Transcribe the material in full, exactly as written.
══ DATASET RECORDS
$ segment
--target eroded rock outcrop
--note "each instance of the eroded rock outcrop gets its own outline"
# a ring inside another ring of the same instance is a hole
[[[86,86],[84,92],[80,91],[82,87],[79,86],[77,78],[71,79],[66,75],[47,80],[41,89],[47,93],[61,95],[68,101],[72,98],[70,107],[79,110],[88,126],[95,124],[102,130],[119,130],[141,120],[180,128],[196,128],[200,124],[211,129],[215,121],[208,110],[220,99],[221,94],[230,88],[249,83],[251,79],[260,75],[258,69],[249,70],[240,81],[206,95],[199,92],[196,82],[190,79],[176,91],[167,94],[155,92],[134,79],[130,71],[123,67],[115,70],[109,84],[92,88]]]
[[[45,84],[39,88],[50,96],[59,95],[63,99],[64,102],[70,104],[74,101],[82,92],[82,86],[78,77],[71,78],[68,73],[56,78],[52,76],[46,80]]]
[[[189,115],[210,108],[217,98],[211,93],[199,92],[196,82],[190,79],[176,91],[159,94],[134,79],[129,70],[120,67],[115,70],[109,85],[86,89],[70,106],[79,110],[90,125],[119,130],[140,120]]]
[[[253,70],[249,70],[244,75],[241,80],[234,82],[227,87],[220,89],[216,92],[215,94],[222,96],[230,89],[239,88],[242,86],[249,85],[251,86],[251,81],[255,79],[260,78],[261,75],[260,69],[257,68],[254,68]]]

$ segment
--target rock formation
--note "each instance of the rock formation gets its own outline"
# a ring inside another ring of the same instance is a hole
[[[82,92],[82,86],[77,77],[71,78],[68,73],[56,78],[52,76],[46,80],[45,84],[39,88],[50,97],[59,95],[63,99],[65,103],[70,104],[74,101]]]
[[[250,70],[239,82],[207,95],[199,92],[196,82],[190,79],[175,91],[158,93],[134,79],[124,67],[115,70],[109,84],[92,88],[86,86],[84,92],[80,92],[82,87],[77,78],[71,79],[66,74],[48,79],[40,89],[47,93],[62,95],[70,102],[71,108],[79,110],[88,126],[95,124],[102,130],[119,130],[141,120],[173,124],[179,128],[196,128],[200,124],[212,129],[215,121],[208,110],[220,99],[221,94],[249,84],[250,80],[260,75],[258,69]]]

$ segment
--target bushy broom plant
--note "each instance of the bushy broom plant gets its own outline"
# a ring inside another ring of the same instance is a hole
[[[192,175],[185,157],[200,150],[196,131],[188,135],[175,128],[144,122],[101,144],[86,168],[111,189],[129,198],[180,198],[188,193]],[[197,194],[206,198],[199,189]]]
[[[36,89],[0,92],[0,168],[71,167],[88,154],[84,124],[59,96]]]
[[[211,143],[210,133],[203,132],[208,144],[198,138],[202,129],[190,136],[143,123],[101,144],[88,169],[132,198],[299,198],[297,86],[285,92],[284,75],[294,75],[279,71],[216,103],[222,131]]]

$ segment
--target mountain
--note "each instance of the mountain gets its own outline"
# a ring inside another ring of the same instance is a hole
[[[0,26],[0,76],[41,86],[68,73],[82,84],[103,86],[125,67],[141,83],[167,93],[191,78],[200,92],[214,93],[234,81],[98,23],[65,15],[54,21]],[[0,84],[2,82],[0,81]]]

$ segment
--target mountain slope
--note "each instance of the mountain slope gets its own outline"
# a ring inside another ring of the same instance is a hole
════
__WRITTEN ANSWER__:
$ segment
--target eroded rock outcrop
--note "each instance of the eroded rock outcrop gets its own outline"
# a ring inside another ring of the same instance is a hole
[[[86,86],[84,92],[80,91],[82,87],[79,86],[77,78],[71,79],[66,75],[47,80],[41,89],[47,93],[61,95],[68,101],[72,98],[70,107],[79,110],[88,126],[95,124],[102,130],[119,130],[141,120],[180,128],[196,128],[200,124],[211,129],[215,121],[208,110],[220,99],[221,94],[230,88],[249,83],[251,79],[260,75],[258,69],[249,70],[240,81],[206,95],[199,92],[196,82],[190,79],[176,91],[167,94],[155,92],[134,79],[130,71],[123,67],[115,70],[109,84],[92,88]]]
[[[45,84],[39,88],[50,96],[59,95],[63,99],[64,102],[70,104],[74,101],[82,92],[82,86],[78,77],[71,78],[68,73],[56,78],[52,76],[46,80]]]
[[[189,115],[210,108],[217,98],[211,93],[199,92],[196,82],[190,79],[176,91],[159,94],[134,79],[129,70],[120,67],[115,70],[109,85],[86,89],[70,106],[79,110],[90,125],[119,130],[140,120]]]
[[[253,70],[249,70],[244,75],[241,80],[234,82],[227,87],[220,89],[216,92],[215,94],[222,96],[230,89],[239,88],[242,86],[249,85],[251,86],[251,81],[255,79],[260,78],[261,75],[260,69],[257,68],[254,68]]]

$ segment
--target rock formation
--note "each instance of the rock formation gets its own outline"
# a ring inside another ring of the same instance is a hole
[[[82,92],[82,86],[77,77],[71,78],[68,73],[56,78],[52,76],[46,80],[45,84],[39,88],[50,97],[59,95],[63,99],[65,103],[70,104],[74,101]]]
[[[250,70],[239,82],[207,95],[199,92],[196,82],[190,79],[175,91],[158,93],[134,79],[124,67],[115,70],[109,84],[92,88],[86,86],[84,92],[80,92],[82,87],[77,78],[71,79],[66,74],[48,79],[40,89],[47,93],[62,95],[70,102],[71,108],[79,110],[88,126],[95,124],[102,130],[119,130],[141,120],[173,124],[179,128],[196,128],[200,124],[212,129],[215,121],[208,110],[220,99],[221,94],[249,84],[250,80],[260,75],[258,69]]]

$ segment
--target bushy broom plant
--note "each instance of the bushy broom plant gets its own outline"
# a ring inside another ring of the same instance is a hole
[[[192,175],[185,157],[200,150],[196,131],[188,135],[175,128],[144,122],[101,144],[86,168],[111,189],[129,198],[180,198],[188,193]],[[197,194],[206,198],[199,189]]]
[[[36,89],[0,92],[0,168],[71,167],[88,154],[84,124],[59,96]]]
[[[211,143],[210,133],[203,132],[208,144],[198,138],[202,129],[190,136],[143,123],[101,144],[88,169],[132,198],[299,198],[297,86],[285,92],[284,75],[294,75],[279,71],[216,103],[222,131]]]

$ segment
--target mountain
--note "each instance of the mountain gets its own outline"
# a ring inside another ring of the same instance is a hole
[[[0,26],[0,76],[41,86],[68,73],[82,84],[103,86],[125,67],[141,83],[167,93],[191,78],[200,92],[214,93],[234,81],[98,23],[65,15],[54,21]],[[0,84],[2,82],[0,81]]]

$ segment
--target mountain slope
--note "each instance of the mountain slope gets its own outline"
# a ring inside another ring of the same instance is a hole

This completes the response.